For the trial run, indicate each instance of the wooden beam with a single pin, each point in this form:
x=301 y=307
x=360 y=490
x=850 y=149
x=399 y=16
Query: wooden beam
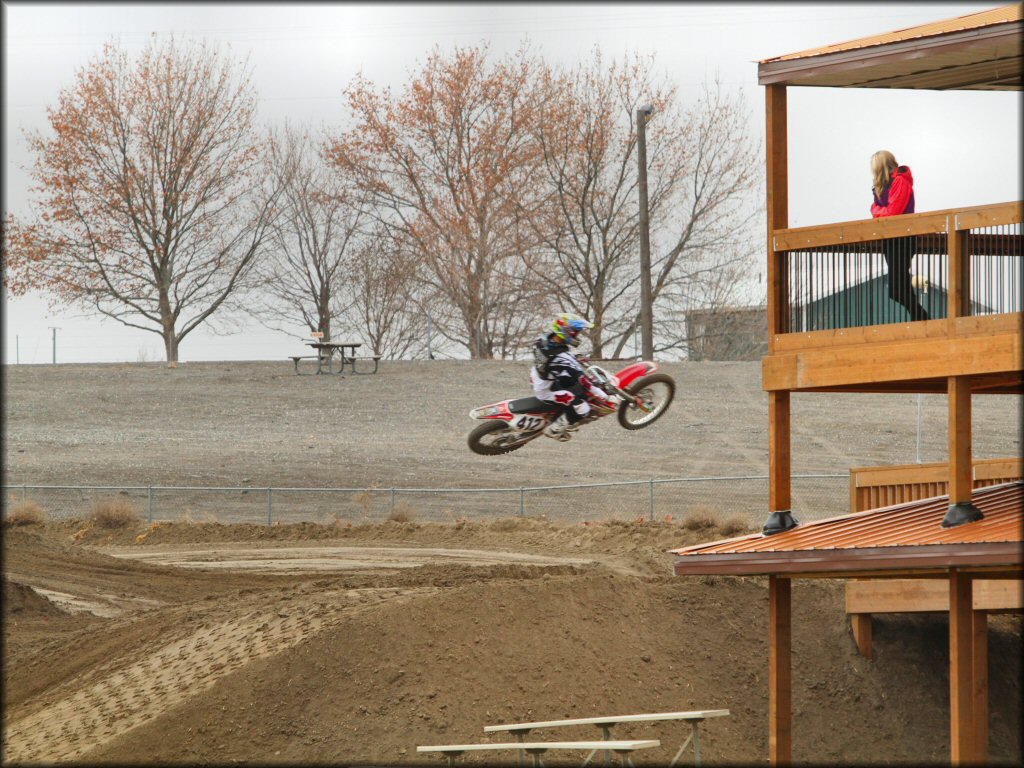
═══
Instruction: Copy the lines above word for word, leaving out the picture.

Expected answer:
For the trial run, indicate each instance of the wooden beam with a single pin, each point in this form:
x=301 y=307
x=360 y=490
x=850 y=149
x=399 y=16
Query: wooden beam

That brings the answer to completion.